Without altering anything, repeat each of the records.

## start DATA IN THIS EXERCISE

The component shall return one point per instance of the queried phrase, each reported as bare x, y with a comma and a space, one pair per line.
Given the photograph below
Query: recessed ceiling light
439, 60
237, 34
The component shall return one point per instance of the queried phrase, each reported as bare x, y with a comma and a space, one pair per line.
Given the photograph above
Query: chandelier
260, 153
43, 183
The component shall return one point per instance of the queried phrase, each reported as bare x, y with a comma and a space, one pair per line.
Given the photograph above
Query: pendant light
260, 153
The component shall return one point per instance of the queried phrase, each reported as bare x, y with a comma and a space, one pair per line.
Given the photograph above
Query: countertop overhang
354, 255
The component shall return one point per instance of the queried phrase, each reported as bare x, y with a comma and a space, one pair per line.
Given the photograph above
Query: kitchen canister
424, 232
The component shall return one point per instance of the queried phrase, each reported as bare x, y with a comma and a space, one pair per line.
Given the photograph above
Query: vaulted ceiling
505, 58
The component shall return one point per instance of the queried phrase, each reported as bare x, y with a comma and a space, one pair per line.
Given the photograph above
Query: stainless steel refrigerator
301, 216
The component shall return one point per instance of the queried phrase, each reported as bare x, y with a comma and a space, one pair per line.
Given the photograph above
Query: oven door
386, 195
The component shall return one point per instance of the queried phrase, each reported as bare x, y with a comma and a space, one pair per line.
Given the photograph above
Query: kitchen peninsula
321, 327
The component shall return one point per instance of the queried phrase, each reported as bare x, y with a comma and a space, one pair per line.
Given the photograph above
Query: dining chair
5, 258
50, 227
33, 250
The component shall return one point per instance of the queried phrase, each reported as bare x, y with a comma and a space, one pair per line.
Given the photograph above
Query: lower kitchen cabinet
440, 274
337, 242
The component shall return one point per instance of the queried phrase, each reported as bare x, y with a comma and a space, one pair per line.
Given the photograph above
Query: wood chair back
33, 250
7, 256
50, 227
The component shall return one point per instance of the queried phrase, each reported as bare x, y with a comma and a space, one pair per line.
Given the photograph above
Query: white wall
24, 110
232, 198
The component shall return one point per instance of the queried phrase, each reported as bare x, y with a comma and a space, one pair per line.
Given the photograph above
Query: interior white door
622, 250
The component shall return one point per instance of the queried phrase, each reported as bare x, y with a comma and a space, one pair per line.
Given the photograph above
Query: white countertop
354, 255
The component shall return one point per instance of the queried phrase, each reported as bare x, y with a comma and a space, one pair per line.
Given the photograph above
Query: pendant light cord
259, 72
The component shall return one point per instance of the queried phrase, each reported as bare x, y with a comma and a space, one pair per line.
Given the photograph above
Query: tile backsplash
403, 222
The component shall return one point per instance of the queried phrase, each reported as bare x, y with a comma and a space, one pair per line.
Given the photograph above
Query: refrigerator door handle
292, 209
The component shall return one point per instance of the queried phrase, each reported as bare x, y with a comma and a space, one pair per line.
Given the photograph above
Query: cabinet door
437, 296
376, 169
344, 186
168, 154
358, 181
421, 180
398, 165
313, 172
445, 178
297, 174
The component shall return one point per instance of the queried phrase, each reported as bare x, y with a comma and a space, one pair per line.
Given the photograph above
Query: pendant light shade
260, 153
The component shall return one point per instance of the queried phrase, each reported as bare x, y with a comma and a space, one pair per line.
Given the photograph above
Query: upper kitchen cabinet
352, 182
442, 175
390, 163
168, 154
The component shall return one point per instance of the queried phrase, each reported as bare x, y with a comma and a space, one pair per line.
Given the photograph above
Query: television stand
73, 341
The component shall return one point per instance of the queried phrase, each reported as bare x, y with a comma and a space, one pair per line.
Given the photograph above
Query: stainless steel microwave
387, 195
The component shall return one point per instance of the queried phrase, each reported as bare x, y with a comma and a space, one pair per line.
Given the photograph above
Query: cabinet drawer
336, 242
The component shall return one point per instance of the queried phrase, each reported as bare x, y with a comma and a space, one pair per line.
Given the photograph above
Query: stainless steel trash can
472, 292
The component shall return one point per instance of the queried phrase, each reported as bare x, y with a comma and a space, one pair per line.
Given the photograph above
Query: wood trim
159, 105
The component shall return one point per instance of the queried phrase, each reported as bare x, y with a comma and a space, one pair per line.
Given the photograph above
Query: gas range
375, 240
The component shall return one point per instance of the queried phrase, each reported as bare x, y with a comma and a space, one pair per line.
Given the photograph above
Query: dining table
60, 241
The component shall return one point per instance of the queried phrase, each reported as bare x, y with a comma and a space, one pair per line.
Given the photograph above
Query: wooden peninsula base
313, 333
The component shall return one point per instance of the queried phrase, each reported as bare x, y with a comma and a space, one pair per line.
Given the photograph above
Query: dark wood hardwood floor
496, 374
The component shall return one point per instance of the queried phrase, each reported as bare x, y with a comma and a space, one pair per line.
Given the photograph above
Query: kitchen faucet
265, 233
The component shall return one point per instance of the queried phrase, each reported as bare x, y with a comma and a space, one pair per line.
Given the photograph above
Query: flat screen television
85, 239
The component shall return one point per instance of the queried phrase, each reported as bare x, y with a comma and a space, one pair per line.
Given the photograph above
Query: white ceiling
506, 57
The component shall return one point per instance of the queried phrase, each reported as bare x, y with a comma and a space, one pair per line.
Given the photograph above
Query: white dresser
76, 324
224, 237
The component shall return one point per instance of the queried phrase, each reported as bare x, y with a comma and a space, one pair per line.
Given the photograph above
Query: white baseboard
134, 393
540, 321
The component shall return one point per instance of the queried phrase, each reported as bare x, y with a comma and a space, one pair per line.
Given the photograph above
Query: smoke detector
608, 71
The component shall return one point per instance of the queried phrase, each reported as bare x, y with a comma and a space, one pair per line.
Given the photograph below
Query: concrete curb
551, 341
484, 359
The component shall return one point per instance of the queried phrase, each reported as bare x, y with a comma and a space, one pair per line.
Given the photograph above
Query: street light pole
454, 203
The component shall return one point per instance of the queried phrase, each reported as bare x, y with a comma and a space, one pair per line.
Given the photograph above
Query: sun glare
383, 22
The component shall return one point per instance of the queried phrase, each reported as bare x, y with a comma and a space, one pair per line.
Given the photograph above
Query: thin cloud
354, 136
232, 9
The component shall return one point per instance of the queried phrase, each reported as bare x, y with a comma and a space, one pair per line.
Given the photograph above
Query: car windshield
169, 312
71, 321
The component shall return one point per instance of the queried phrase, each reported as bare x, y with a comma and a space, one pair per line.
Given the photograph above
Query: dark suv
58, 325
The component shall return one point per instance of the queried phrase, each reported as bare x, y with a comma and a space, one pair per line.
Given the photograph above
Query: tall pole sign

## end DATA IN THIS EXERCISE

ANSWER TO THIS EXERCISE
The component shall return one point per instance of the queried phrase, each reported as bare x, y with a comma and a space, one pair per line.
Given the photograph below
Query: recessed ceiling light
439, 60
237, 34
The component shall return one point per instance of the queried phrase, each reported as bare x, y with a comma and a space, one pair per line.
Given the photograph above
Query: chandelier
260, 153
43, 183
The component shall return one point per instance of the queried phrase, each reported as bare x, y with a comma and a space, one pair per line.
Given the photograph above
Query: pendant light
260, 153
The component shall return one point per instance of the queried phrase, each reported as bare x, y with a comma and a space, one pair per line.
Given the photograph above
Query: countertop overhang
354, 255
The component shall return one point per instance of the queried phrase, each reported as bare x, y with a comma and a space, one pair per line.
Given the photograph above
Query: kitchen canister
424, 232
The component shall return one point per instance of the queried phrase, each reported as bare x, y with a comma and a space, one pair per line.
Given the photograph above
Query: vaulted ceiling
505, 58
The component shall return one point per instance of the queried phrase, each reported as bare x, y with a comma and a space, one pair per line.
Given the photograph above
Query: stainless steel refrigerator
301, 216
The component shall return one point per instance of the queried phrase, each reported as bare x, y with a comma and a space, one pair per line.
Given the photograph above
Query: oven door
386, 195
The component shall return one point per instance of the queried phrase, each reported as bare x, y with a comma and a space, one pair per line.
Given the photograph above
Query: kitchen peninsula
321, 327
The component shall return one point per instance of the queried phrase, each reported as bare x, y with a comma and a space, one pair per line.
Given the photograph above
Query: dining chair
5, 258
50, 227
33, 250
The component shall return one point per instance of the queried phrase, each reported as bare x, y with a comma and a space, one pair per line.
Given the photograph above
Query: lower kitchen cabinet
440, 274
337, 242
The component shall return one point per instance of the queried phrase, each reported as bare x, y with a comma and a space, one pair per line.
Given the photograph above
Query: wood chair back
33, 250
7, 256
50, 227
The component shall return one point per instance of the queried phrase, each reported as bare x, y with a comma and a space, one pair per line.
Given the photograph above
Query: white wall
24, 110
232, 198
The component shall return one point per instance of the queried phrase, each reported as bare x, y with a comma and a space, one pair per line.
Given the photograph above
Query: interior white door
622, 250
The component shall return one point per instance of the queried phrase, each reported as bare x, y with a comma and a space, one pair per line.
Given the photograph above
Query: white countertop
354, 255
The component shall return one point per instance of the queried phrase, each reported as bare x, y with a comma and a space, one pair per line.
Given the photograph above
Query: pendant light cord
259, 72
The component shall return one point per instance of the queried phrase, each reported as bare x, y with a comma and a space, one pair per line.
Given the photograph above
Query: tile backsplash
403, 222
The component shall return one point per instance of the queried phrase, each reported as bare x, y with a comma and a space, one pair per line.
Given the photograph above
Query: refrigerator door handle
292, 209
The component shall return one point per instance of the queried phrase, each reported as bare x, y with a comma and a space, one pair per line.
Given the photograph above
Query: cabinet door
437, 296
376, 169
344, 186
168, 154
358, 181
421, 180
398, 165
313, 172
445, 178
297, 174
The component shall return one point per instance of the queried phrase, each reported as bare x, y with a comma and a space, one pair per line.
Given the photograph above
Query: pendant light shade
260, 153
The component shall return one point per instance of the queried phrase, each reported as bare x, y with a comma and a space, one pair per line.
Given the photograph above
Query: upper kitchen cabinet
352, 182
442, 175
390, 163
168, 154
The component shall return one point per instance of the queried phrase, each reported as bare x, y with a comma and a space, one pair per line.
Given the photograph above
Query: television stand
73, 341
The component shall return one point per instance of the queried phrase, each reported as bare x, y with a comma and a space, one pair per line.
Given the photograph above
Query: stainless steel microwave
387, 195
The component shall return one point per instance of the queried phrase, each reported as bare x, y with a comma and a space, one pair per line.
Given the photograph above
Query: cabinet drawer
336, 242
The component shall return one point per instance of the queried phrase, each reported as bare x, y with a comma and a space, one pair per line.
Given the photograph above
Query: stainless steel trash can
472, 292
The component shall return one point per instance of the queried phrase, each reported as bare x, y with a comma and a space, one pair per line.
Given the photograph above
Query: wood trim
159, 105
The component shall return one point per instance of the queried phrase, each reported as bare x, y with a comma and a space, one pair per line.
Given the photograph above
Query: gas range
375, 240
The component shall return one point per instance of the queried phrase, each reported as bare x, y with a comma and a space, one pair per line.
Given the photograph above
Query: dining table
60, 241
The component shall return one point per instance of the queried phrase, each reported as bare x, y with a comma and a space, one pair per line.
Given the photograph above
Query: wooden peninsula base
313, 333
The component shall return one point per instance of the queried phrase, each reported as bare x, y with a comma and a space, one pair per line.
Given the photograph above
Query: dark wood hardwood floor
496, 374
The component shall return one point per instance of the queried phrase, each reported as bare x, y with a comma and a space, one pair per line.
Given the photograph above
Query: kitchen faucet
265, 233
The component shall return one point per instance of the queried phrase, each reported as bare x, y with a comma and a space, one pair per line.
Given the photograph above
Query: flat screen television
85, 239
The component shall return one point per instance of the queried phrase, each reported as bare x, y with a comma and a space, one pair per line.
Given the photograph above
Query: white ceiling
506, 57
The component shall return one point per instance of the queried phrase, each reported as bare x, y with a comma and a space, one pair per line.
Given the photograph above
Query: white dresser
76, 324
224, 237
The component shall return one point per instance of the queried phrase, each reported as bare x, y with a comma and a space, one pair per line.
Given the photograph above
Query: white baseboard
134, 393
540, 321
The component shall return one point per instance of the queried phrase, each reported as bare x, y with a comma and a space, one pair per line.
Given the photograph above
Query: smoke detector
608, 71
The component shall return one point per instance of the queried phrase, each reported as bare x, y with a comma and a space, one pair per line.
Given the photograph below
Query: concrete curb
551, 341
484, 359
The component shall return one point per instance of the queried phrase, each reported as bare x, y with a comma and a space, one pair per line.
Given the photograph above
Query: street light pole
454, 203
The component shall return one point per instance of the queried phrase, each reported as bare x, y with a comma and a space, one pair per line.
Given the photograph above
Query: sun glare
383, 22
The component shall return one point per instance of the queried phrase, each reported as bare x, y with a comma and a space, one pair per line.
Given the photograph above
Query: thin cloud
354, 136
232, 9
The component shall return one point per instance of the queried phrase, each reported as bare x, y with a comma and a space, one pair per line.
Given the photograph above
Query: car windshield
169, 312
71, 321
The component shall return one point per instance of the queried phrase, each reported as bare x, y with a comma and a space, one pair per line.
Given the photograph above
Query: dark suv
58, 325
The component shall return one point per instance of the queried phrase, each reported as bare x, y with a comma and a space, one pair per line.
Given the photograph above
Query: tall pole sign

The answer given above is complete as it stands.